▶ _WHAT THIS TASK INVOLVES_: The full listing is to be returned exactly as given, but without pictures.

###

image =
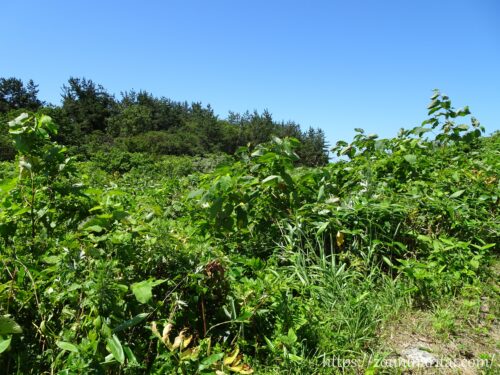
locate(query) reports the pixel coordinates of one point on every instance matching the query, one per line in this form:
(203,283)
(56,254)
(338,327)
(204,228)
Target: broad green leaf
(4,344)
(412,159)
(209,361)
(143,290)
(457,194)
(8,325)
(115,347)
(131,322)
(67,346)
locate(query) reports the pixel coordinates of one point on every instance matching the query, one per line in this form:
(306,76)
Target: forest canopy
(92,120)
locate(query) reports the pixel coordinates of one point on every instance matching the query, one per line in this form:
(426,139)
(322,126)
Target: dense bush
(133,263)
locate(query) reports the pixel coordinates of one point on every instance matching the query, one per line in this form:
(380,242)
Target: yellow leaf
(230,359)
(166,330)
(340,238)
(186,341)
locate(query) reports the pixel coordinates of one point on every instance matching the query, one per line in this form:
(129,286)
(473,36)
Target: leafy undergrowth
(251,265)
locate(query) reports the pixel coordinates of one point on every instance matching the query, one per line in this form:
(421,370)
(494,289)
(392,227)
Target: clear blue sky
(329,64)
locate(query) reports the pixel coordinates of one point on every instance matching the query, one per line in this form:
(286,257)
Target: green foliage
(137,263)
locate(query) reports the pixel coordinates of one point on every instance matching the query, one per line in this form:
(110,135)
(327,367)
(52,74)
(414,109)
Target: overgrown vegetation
(249,263)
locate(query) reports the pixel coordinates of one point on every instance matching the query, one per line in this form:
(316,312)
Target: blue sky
(336,65)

###

▶ _RESPONSE TO THIS TASK_:
image =
locate(query) reports the pixel coordinates of one point on every instance matching the query, one per line in this form:
(203,283)
(56,254)
(338,327)
(204,228)
Target: broad green leaf
(4,344)
(412,159)
(209,361)
(143,290)
(457,194)
(8,325)
(115,347)
(131,322)
(67,346)
locate(query) reports the pixel coordinates of one point on every instance matching the query, one per line in this form:
(306,76)
Target: forest canopy
(92,120)
locate(query) reports the pixel coordinates of one point on every instance matching the query, one per line in this form:
(426,139)
(322,126)
Target: dense bush
(133,263)
locate(query) reports the pixel coordinates of one point on every instance matching the query, one per line in this form:
(380,242)
Target: yellow leaf
(230,359)
(166,330)
(340,238)
(186,341)
locate(query) reports the pixel coordinates of one point on every instance matching the query, one per line in this form:
(129,286)
(473,36)
Target: leafy undergrowth
(251,265)
locate(query) reports the pixel coordinates of one point on every instance matching the query, one per line in this form:
(421,370)
(494,289)
(392,227)
Target: clear blue sky
(329,64)
locate(query) reports the pixel coordinates of one point on every instance matching the query, one per line in this form:
(286,257)
Target: green foliage
(137,263)
locate(query) reports the pixel coordinates of one point on every instance matching the query, one per line in this form:
(110,135)
(327,367)
(52,74)
(414,109)
Target: overgrown vegetation
(249,263)
locate(query) reports the pixel coordinates of one point on every instance matching the query, one per line in this form:
(316,312)
Target: blue sky
(336,65)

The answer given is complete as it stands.